### Exercise instructions
In the entries below, identify every line with the string "rock" and copy it.

### Material provided
******

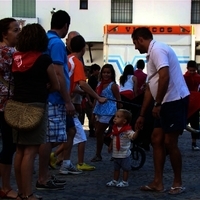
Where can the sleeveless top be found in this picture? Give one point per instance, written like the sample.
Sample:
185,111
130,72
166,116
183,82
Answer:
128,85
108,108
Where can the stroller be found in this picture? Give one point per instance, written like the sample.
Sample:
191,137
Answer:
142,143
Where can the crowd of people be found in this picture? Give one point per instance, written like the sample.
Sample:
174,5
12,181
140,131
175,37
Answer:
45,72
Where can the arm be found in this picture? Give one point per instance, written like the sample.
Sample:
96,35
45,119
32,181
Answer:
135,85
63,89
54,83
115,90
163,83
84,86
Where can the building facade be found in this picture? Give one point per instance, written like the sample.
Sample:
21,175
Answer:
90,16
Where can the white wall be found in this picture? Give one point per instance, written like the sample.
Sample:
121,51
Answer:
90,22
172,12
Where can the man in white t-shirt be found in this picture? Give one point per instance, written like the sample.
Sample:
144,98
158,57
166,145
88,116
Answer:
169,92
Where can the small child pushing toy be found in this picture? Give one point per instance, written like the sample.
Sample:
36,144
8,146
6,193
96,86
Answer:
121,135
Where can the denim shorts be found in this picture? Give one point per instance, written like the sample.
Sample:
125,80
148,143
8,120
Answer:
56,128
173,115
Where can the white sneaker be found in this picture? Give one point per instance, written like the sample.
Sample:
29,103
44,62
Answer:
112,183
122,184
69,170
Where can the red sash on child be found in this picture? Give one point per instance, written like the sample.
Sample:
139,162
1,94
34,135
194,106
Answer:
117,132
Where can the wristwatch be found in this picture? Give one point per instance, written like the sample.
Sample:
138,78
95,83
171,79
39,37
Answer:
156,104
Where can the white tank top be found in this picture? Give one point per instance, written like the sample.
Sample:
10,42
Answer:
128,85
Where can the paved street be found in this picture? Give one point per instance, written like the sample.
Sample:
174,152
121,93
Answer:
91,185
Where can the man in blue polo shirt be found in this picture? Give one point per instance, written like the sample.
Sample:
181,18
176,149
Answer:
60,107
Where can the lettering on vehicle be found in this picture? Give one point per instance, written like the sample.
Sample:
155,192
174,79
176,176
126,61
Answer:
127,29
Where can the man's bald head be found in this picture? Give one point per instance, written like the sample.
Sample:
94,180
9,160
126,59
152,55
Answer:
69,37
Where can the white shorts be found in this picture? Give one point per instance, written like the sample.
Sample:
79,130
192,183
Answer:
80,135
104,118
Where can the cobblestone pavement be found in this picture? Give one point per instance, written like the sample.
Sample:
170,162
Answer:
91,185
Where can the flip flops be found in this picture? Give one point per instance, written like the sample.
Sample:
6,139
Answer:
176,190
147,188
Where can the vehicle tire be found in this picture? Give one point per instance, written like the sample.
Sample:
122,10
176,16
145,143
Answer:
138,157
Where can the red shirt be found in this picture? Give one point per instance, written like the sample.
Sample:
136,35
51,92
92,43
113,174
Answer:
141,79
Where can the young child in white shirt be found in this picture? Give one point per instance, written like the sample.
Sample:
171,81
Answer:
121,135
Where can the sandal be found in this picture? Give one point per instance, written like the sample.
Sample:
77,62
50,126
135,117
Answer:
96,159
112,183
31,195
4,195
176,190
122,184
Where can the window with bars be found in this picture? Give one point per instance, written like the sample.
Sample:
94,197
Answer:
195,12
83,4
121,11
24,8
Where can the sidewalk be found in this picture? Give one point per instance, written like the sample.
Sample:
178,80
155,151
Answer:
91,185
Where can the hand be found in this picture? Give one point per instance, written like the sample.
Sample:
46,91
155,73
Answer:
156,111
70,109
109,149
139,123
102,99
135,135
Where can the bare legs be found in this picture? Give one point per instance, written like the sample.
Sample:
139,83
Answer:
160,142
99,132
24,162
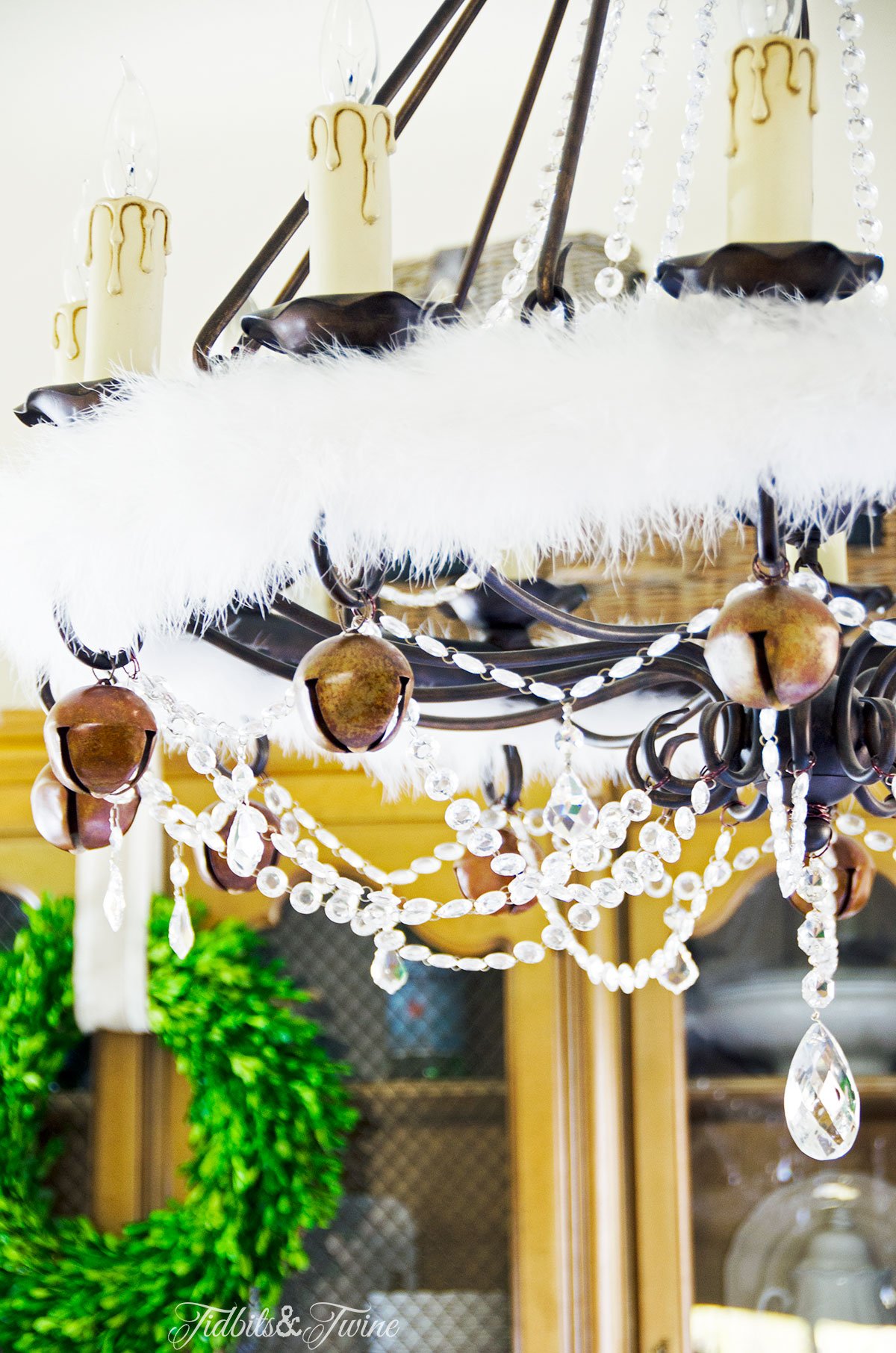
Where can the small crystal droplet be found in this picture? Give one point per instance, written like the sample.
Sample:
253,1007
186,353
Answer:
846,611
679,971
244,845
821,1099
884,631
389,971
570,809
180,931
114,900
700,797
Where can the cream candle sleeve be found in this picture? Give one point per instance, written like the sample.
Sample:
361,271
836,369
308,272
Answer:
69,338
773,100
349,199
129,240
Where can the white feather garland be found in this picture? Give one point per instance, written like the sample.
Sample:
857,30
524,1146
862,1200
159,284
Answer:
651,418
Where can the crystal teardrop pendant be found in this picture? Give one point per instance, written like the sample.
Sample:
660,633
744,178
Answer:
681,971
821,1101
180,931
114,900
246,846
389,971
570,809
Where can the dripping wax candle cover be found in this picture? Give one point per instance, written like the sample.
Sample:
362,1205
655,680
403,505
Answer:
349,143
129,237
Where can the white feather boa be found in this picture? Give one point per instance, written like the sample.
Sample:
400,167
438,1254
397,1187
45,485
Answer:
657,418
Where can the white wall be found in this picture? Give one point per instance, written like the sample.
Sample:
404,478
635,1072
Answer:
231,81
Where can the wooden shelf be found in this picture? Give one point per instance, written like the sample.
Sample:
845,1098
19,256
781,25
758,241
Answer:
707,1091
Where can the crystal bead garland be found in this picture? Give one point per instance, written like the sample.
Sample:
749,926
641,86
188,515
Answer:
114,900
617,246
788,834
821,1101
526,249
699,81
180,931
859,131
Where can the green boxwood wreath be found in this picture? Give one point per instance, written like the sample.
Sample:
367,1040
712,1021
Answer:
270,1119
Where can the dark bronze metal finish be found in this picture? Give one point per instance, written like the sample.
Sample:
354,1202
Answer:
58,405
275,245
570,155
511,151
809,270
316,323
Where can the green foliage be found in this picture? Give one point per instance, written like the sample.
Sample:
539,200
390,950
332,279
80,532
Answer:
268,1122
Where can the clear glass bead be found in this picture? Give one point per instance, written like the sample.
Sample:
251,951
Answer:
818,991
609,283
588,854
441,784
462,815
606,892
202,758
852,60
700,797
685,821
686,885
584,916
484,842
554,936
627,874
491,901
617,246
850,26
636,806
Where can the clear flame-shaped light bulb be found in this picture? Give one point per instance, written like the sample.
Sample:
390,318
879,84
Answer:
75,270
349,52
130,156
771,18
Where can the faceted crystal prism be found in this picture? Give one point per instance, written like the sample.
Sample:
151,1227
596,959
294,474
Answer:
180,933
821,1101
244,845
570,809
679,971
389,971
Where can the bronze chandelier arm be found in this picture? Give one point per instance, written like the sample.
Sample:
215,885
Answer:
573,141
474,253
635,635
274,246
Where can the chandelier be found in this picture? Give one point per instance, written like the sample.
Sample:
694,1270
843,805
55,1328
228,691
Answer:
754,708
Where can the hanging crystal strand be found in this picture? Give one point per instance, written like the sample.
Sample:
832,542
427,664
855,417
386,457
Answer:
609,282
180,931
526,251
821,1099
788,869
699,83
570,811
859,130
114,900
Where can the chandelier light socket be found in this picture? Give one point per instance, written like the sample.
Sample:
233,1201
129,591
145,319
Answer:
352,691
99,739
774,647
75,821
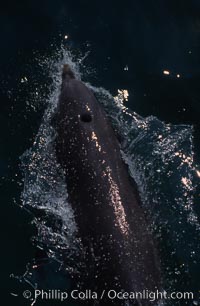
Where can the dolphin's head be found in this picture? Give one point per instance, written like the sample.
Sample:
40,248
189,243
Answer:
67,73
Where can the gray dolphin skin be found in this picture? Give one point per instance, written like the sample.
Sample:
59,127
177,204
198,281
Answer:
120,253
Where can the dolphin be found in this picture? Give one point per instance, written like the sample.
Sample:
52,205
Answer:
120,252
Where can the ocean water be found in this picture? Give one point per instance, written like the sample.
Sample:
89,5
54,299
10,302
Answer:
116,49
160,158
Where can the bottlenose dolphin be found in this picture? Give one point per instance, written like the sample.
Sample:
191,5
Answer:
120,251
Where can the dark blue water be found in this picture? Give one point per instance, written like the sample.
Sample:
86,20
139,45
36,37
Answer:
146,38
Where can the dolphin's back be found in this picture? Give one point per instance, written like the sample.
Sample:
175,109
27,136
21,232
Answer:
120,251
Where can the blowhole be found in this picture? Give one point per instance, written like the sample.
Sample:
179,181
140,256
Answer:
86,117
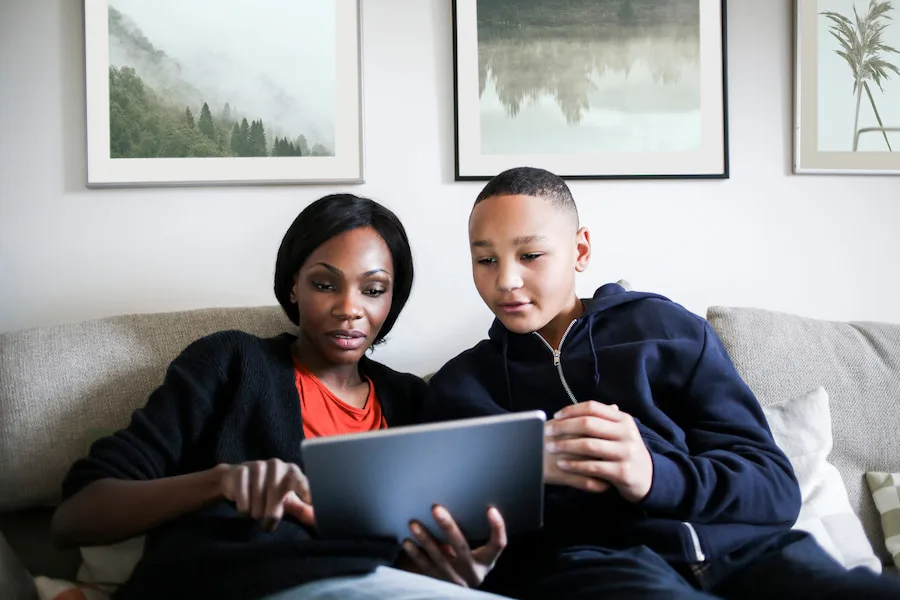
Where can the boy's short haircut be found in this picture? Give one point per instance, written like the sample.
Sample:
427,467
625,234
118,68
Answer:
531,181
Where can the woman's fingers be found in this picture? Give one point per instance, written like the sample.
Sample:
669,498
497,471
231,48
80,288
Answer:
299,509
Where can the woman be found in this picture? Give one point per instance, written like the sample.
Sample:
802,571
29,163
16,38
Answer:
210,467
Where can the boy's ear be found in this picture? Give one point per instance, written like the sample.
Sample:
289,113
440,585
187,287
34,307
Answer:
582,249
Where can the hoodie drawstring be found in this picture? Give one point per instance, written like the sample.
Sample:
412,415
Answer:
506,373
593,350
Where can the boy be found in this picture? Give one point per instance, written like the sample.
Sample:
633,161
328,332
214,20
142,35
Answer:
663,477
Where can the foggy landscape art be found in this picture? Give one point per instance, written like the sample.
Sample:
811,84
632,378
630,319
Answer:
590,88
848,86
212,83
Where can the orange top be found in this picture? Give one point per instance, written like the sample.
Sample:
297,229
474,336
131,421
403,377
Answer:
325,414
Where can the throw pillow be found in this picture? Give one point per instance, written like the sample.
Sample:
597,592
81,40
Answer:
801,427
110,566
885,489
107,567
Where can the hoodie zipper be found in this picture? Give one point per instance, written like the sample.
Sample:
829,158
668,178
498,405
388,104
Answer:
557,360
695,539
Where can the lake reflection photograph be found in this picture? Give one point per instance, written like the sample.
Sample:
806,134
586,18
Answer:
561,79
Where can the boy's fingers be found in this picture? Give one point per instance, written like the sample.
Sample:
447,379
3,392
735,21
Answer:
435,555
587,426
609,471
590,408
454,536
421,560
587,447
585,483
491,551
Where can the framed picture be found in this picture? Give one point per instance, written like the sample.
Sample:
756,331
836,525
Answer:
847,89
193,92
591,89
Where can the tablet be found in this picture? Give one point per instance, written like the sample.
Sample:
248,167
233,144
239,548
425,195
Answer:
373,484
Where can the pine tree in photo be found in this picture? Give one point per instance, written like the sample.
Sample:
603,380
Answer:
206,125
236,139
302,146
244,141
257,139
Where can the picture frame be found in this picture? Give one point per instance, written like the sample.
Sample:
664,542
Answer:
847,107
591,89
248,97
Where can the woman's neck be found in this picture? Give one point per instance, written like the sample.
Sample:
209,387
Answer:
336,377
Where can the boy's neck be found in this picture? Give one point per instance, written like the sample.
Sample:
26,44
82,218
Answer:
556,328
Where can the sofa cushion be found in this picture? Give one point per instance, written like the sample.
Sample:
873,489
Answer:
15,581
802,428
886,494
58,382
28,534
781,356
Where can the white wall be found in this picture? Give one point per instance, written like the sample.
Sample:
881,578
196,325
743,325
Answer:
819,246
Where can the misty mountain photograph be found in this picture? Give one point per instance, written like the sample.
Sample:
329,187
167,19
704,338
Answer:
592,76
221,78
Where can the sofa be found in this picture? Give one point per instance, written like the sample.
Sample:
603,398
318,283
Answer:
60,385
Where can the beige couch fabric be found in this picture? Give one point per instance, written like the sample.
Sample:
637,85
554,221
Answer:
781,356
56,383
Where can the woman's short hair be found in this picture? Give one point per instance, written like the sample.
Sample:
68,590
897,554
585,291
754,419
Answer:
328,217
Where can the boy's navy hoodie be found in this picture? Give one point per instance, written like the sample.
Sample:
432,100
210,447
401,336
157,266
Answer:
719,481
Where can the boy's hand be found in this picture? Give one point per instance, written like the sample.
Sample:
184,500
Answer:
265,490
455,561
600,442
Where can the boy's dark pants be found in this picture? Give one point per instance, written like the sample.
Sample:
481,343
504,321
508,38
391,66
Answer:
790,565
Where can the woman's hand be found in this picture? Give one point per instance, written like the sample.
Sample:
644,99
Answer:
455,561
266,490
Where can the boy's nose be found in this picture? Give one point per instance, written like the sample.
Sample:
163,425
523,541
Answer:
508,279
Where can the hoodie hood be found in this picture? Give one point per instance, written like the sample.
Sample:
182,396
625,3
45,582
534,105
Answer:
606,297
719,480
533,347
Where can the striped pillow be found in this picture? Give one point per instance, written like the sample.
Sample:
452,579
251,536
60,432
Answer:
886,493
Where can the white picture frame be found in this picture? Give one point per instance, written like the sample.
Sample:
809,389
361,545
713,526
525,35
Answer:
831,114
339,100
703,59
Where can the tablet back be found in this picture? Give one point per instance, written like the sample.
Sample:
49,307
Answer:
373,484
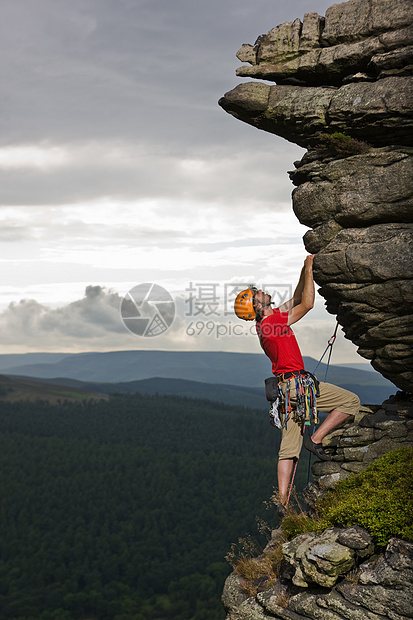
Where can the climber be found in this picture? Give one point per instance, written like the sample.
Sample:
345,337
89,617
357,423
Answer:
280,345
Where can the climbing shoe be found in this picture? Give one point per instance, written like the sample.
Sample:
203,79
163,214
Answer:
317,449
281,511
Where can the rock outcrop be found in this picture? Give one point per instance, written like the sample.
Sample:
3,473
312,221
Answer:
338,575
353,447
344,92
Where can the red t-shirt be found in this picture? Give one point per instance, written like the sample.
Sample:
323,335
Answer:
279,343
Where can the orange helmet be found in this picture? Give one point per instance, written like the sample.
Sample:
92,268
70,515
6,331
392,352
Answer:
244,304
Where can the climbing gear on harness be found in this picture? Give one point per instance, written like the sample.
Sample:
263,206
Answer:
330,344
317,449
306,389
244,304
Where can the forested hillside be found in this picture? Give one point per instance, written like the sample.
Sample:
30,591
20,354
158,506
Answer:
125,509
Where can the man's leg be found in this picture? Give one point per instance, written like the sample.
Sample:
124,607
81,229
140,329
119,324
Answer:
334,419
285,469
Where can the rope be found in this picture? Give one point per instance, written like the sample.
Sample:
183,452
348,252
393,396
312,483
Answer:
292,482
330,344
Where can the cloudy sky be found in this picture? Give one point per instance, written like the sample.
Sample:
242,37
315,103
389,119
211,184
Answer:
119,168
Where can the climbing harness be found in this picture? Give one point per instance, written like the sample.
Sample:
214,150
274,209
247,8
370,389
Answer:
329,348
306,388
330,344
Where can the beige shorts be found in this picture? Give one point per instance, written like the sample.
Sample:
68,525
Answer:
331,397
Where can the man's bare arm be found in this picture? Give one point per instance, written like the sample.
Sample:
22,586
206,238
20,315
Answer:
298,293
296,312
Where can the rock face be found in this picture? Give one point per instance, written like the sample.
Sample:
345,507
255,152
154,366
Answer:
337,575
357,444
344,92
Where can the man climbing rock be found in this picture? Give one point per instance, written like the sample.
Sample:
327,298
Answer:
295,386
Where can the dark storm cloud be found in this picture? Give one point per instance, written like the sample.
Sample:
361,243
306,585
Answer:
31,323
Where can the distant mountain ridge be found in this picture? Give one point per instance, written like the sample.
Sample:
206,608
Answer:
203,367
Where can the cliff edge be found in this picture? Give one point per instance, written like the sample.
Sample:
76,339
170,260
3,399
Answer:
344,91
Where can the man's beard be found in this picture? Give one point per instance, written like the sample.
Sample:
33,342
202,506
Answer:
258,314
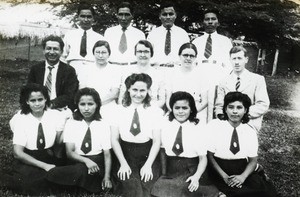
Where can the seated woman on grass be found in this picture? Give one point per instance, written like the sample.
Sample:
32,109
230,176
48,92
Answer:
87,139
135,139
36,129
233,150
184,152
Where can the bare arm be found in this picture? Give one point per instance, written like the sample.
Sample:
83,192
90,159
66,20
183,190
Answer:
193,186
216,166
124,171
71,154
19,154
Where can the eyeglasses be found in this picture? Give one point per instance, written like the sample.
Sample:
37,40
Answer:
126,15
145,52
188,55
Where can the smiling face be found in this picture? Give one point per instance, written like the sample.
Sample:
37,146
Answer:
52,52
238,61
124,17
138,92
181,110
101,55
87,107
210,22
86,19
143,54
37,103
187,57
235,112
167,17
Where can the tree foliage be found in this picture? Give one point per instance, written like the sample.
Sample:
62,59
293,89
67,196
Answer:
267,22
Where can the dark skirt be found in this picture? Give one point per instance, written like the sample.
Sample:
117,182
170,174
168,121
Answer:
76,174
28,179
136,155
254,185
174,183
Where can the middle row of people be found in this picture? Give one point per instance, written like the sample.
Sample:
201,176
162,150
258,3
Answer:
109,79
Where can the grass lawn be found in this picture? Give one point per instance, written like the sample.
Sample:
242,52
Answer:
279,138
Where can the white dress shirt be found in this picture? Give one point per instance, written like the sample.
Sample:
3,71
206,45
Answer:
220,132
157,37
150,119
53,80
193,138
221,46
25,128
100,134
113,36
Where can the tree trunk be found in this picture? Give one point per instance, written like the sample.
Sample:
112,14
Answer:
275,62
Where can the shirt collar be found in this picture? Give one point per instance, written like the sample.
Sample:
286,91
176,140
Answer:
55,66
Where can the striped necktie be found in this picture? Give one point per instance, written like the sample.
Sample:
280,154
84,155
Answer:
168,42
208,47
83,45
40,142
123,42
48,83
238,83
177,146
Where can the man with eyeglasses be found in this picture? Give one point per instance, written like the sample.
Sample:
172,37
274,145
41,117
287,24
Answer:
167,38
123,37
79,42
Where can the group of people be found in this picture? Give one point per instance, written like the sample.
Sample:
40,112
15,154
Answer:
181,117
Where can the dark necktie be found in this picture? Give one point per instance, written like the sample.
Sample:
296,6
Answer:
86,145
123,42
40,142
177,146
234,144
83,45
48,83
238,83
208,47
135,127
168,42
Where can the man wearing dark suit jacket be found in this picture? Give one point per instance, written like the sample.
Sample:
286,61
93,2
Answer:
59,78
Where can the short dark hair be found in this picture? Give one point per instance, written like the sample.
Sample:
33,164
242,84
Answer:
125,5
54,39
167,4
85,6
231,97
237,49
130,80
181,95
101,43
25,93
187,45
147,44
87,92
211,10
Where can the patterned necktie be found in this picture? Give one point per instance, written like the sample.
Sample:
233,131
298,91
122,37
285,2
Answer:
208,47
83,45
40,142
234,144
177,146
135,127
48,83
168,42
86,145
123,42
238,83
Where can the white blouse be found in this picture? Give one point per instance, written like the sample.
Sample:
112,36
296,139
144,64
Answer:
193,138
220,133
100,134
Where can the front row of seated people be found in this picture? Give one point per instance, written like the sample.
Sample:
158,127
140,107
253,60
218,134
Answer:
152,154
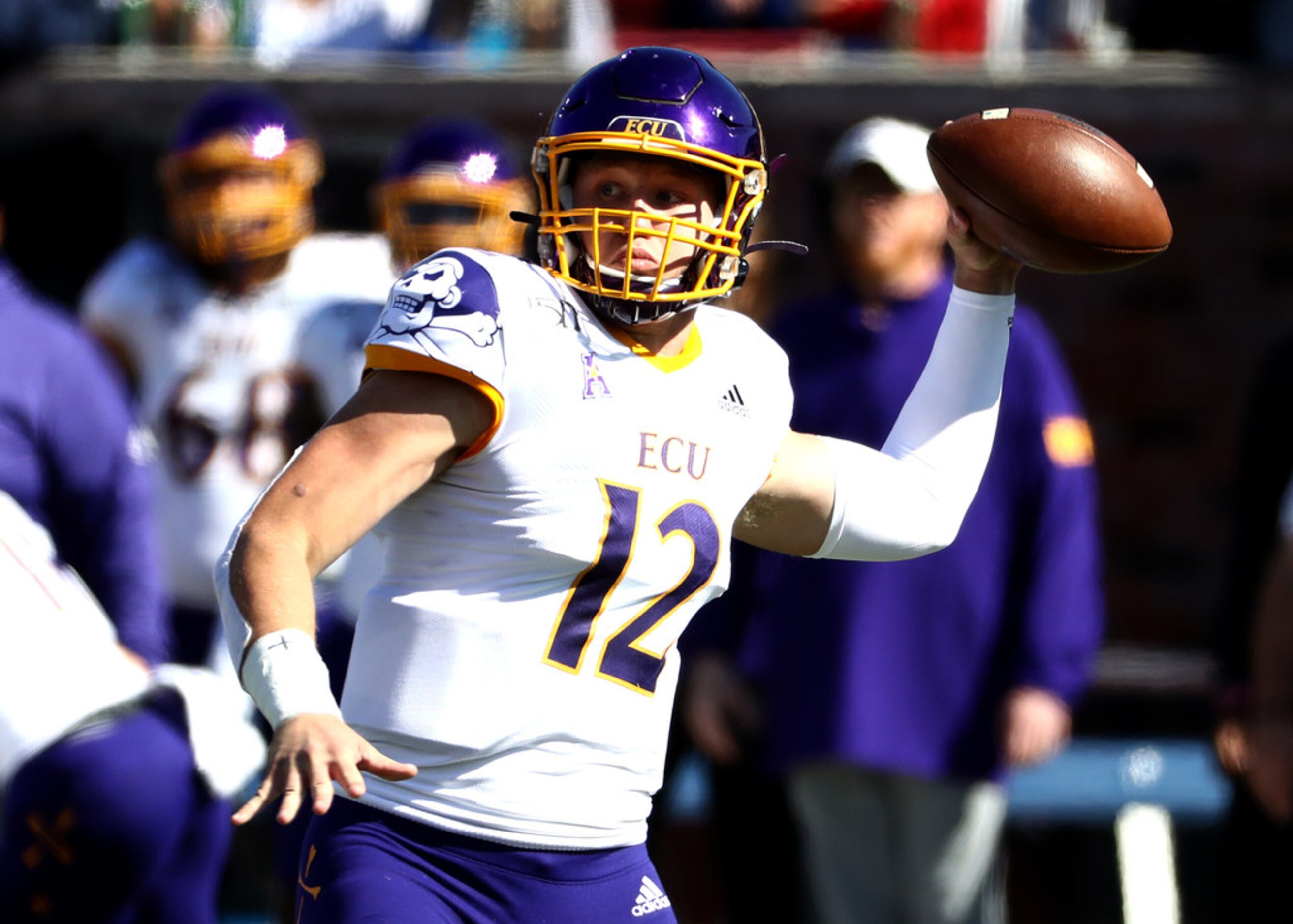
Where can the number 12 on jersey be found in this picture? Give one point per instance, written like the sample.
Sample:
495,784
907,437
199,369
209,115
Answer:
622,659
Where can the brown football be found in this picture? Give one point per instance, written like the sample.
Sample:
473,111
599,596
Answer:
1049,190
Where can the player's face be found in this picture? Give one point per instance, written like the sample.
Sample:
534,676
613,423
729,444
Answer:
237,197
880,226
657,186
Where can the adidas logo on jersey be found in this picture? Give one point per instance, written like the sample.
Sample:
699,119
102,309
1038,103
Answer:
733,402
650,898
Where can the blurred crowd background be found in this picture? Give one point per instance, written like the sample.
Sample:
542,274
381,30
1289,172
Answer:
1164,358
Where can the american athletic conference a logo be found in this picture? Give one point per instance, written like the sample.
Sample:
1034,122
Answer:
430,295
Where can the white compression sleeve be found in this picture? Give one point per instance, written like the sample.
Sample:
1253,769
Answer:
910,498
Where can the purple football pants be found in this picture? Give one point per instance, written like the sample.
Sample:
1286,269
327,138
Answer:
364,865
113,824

******

### Answer to this problem
Where can the rock outcrop be found in this picture? Give one point per instance, written like the sample.
Where can the rock face be found in this picture? Give one point per instance, written like the sample.
Where can the man climbing rock be found in this picture? Give one point per instance, written like the sample.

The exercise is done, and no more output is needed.